**What the task requires**
Could you give back every line of the listing below, word for word and unchanged?

*-*-*

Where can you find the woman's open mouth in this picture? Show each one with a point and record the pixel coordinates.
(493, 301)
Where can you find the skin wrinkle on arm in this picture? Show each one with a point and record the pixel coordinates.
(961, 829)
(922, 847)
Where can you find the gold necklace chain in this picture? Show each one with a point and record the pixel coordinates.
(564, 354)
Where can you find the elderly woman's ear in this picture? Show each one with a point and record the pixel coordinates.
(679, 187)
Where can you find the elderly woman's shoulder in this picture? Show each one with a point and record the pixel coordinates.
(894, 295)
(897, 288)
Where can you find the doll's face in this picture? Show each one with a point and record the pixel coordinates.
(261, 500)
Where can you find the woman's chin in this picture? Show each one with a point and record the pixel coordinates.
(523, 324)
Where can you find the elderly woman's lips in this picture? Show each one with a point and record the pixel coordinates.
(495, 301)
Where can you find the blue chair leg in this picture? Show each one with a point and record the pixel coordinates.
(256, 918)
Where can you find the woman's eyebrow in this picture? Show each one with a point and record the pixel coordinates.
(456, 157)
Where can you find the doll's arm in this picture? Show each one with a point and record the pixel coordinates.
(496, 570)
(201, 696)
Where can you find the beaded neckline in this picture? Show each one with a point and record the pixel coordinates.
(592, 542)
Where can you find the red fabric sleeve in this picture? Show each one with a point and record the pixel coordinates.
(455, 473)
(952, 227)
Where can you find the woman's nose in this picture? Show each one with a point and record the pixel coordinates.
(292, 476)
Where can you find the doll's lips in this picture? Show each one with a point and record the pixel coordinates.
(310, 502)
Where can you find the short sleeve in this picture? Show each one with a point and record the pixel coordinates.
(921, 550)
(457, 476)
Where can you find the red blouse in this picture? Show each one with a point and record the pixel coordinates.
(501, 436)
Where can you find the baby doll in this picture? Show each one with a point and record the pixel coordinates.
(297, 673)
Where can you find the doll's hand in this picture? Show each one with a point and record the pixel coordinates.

*-*-*

**Task solution**
Where can you find the woman's open mouth in this picture? Show each one with a point and record the pixel coordinates.
(493, 301)
Where can you find the skin wrinkle on arm in this picture? Show each one with a point and record the pixel coordinates.
(961, 829)
(922, 847)
Where can you find the gold necklace chain in this picture? Show each one with a point and record the pixel coordinates.
(564, 354)
Where can you find the elderly woman's ear in this picture? Show each one with a point and record the pixel coordinates.
(679, 187)
Where can you find the elderly woman's shoulder in this picture? Show each one with a point and record the pixel coordinates.
(894, 295)
(897, 288)
Where can you find the doll's face in this picture? Show each one with a point and record the pixel coordinates.
(261, 500)
Where can you find the woman's chin in this picture? Show each one with a point and record the pixel coordinates.
(523, 324)
Where can you find the elderly woman's lips in this picture? Show each one with a point and record the pixel coordinates.
(495, 301)
Where can you find the blue chair leg in this picture? Show each one with a point and record the pixel coordinates.
(256, 918)
Where can you find the woman's eyebrow in this picture? Show each one with a point and record the pixel coordinates.
(456, 157)
Where can you find the doll's arm in this picture? Show each one with a point and record the pixel coordinates.
(496, 570)
(201, 696)
Where can you find the beaded neckline in this picture? Show each one with a point and record the pixel coordinates.
(592, 542)
Where can you find the red fabric sleeve in this picture? Show each one with a point and record the pixel coordinates.
(455, 473)
(952, 227)
Where can you find the woman's nose in this picture? Show each one with a point and record the pixel coordinates.
(292, 476)
Where can you find the doll's lips in this picture? Show each one with a point and record the pixel coordinates.
(310, 502)
Where can you find the short sleeve in this picture? Show each one with a point and record the pixel coordinates.
(921, 550)
(457, 476)
Where can you find the red blouse in this picture? Show each one with a point and record the pixel coordinates.
(501, 436)
Where can you find the baby doll in this picture? Show each one with a point and record the pixel coordinates.
(297, 673)
Where can you find the doll's hand in this picture? Show each one with a point and record the pixel coordinates.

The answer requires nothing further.